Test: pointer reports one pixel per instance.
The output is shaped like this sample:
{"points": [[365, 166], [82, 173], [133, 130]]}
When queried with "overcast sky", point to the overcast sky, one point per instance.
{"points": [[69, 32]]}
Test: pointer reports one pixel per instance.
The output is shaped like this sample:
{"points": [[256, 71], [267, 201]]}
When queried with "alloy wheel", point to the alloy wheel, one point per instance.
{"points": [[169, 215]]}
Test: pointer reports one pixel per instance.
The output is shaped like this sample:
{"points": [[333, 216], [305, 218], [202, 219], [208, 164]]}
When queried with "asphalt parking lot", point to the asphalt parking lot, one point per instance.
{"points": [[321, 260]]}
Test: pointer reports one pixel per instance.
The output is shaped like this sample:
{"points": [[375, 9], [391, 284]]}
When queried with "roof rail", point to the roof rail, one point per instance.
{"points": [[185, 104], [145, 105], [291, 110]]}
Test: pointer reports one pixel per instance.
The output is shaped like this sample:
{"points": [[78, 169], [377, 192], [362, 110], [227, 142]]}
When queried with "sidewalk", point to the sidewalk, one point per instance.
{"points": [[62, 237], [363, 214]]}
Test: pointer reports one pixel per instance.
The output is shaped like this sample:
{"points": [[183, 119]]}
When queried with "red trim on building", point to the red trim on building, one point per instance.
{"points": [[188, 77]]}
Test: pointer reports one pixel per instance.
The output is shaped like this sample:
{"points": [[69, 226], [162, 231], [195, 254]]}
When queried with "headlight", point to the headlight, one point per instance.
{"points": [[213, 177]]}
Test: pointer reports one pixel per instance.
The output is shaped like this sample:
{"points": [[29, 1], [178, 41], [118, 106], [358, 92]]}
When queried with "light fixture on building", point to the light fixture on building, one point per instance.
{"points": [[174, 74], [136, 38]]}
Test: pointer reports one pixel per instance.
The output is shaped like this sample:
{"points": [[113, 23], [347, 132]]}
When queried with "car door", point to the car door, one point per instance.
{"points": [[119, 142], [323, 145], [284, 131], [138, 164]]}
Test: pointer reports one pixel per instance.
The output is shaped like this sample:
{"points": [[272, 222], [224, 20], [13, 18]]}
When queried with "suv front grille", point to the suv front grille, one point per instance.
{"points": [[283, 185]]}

----

Every record, copied exactly, is the expected answer.

Test: pointer reports one pixel per instance.
The output is shaped like this sample:
{"points": [[365, 166], [82, 173], [133, 130]]}
When queried with "overcast sky", point to the overcast sky, one point per instance.
{"points": [[69, 32]]}
Test: pointer reports one pixel per instance.
The output is shaped like this sample:
{"points": [[256, 71], [267, 201]]}
When queried with "alloy wheel", point to the alloy wheel, one point per instance.
{"points": [[169, 215]]}
Test: pointer reports one pixel per instance.
The output is shaped like this sample:
{"points": [[333, 216], [305, 218], [202, 219], [208, 164]]}
When queried with "asphalt parking lot", point to the asphalt parking lot, one point per instance.
{"points": [[321, 260]]}
Test: pointer reports one pixel per instance.
The output is shaped like this sample:
{"points": [[375, 9], [391, 284]]}
When queried with "roof rail", point to the roof rail, one point per instance.
{"points": [[185, 104], [145, 105], [291, 110]]}
Test: pointer reports one pixel per instance.
The output is shaped like this sample:
{"points": [[78, 169], [377, 192], [362, 110], [227, 142]]}
When queried with "sidewalk", point to the sidewalk, one point per instance.
{"points": [[62, 237], [363, 214]]}
Test: pointer reports one pixel per instance.
The output is shaped like this sample:
{"points": [[183, 119]]}
When queried with "red trim on building", point to the red trim on building, one point per instance.
{"points": [[188, 77]]}
Test: pointer reports one pixel per instance.
The output is shaped like this sample:
{"points": [[69, 226], [162, 231], [195, 254]]}
When queried with "headlight", point to the headlight, one point per instance.
{"points": [[213, 177]]}
Test: pointer reports one pixel per instance.
The output is shaped like this sample:
{"points": [[29, 1], [178, 41], [118, 106], [358, 92]]}
When queried with "light fixture on building", point to the light fixture on building, one point per instance.
{"points": [[174, 74], [136, 38]]}
Test: pointer reports one pixel per instance.
The output is shaped like this sample:
{"points": [[113, 23], [347, 132]]}
When queried with "car door", point to the car door, one point per instance.
{"points": [[119, 142], [323, 145], [284, 131], [138, 164]]}
Test: pointer reports one pixel per instance.
The output is shaped like this sample:
{"points": [[272, 222], [224, 20], [13, 18]]}
When queried with "suv front grille", point to the suv front grille, one point per instance.
{"points": [[283, 185]]}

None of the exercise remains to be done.